What this task involves:
Copy each of the following items word for word.

Material shown:
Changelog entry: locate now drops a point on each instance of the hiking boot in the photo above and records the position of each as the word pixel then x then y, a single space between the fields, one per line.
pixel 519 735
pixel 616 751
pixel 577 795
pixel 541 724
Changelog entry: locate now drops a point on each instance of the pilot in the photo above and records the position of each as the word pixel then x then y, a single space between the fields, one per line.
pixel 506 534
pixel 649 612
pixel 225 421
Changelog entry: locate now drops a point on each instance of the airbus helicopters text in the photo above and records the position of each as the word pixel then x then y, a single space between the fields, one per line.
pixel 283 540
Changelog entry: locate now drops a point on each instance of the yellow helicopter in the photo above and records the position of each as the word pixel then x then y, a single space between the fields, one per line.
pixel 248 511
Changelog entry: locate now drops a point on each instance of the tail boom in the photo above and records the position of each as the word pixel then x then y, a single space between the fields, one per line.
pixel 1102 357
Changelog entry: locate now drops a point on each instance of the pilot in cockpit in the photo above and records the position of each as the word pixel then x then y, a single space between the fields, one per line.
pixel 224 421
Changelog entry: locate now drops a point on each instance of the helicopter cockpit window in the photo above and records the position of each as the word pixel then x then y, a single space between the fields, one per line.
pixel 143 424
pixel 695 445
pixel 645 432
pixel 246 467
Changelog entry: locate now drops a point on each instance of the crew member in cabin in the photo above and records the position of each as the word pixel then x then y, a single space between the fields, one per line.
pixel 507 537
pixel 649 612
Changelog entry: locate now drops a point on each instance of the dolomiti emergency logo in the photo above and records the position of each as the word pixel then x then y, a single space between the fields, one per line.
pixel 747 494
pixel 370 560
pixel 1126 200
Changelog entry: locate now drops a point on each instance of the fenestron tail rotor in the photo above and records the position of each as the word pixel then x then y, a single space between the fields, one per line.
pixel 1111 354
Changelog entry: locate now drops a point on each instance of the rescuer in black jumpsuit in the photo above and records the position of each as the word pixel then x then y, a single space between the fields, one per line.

Exercise solution:
Changelog entry: locate now drops a point on each instance of the hiking boot in the photo above and records the position of each as the word pixel then x then y, a single space between the fields, one per line.
pixel 519 735
pixel 616 751
pixel 577 795
pixel 541 724
Changelog entry: locate now drops a point on each instance of the pilot in the photo above and records the position of each as the word pixel then x then y, a single space between the fields, one per line.
pixel 506 534
pixel 649 612
pixel 225 421
Changelog entry: locate now drops a point on each instance of the airbus helicopters text in the photo above and records the position of each as the word pixel then x then y, a single space between the fields, one per line.
pixel 283 540
Changelog entry: locate now drops a point on each instance of the yellow helicopter in the photo above and records the position of each as the word pixel then x then y, a single space between the fields, one per line.
pixel 248 511
Changelog entry: locate now drops a point on each instance of the tail boom in the photo above and records the position of each as the word pixel then x then y, a single space between the fields, one per line.
pixel 1102 357
Changelog entry: locate now drops a point on each instance of the pilot in cockpit in the photo above and records the position of each as the word pixel then x then y, a single space between the fields, one per line.
pixel 224 421
Changelog entry: locate now drops a point on each instance of the helicopter cockpit window in the photo above and records the position of each as the word pixel then x then y, a single space between the fields, one per line.
pixel 143 424
pixel 695 445
pixel 645 432
pixel 246 467
Changelog entry: locate now drops a point on each instance of the crew member in cabin in the photo above and records the position of each as the word pixel then x then y, a single space between the fields, one per line.
pixel 507 537
pixel 649 612
Changelog entry: locate now drops a point on each instance of the dolomiti emergency logo in the photo above and records the position of each as the word pixel then x then y, a single space between the fields, one per line.
pixel 747 494
pixel 370 560
pixel 1126 200
Changelog entry: locate now drops a point on each instance of the fenestron tail rotor in the photo above and records the position of each as the word pixel then x then y, a single space between the fields, one per line.
pixel 1111 354
Changelog entry: locate now drops a point on each instance of the rescuer in black jumpsuit in the photo above and records the position of each as the word pixel then x then y, a single space between the fields, one per line.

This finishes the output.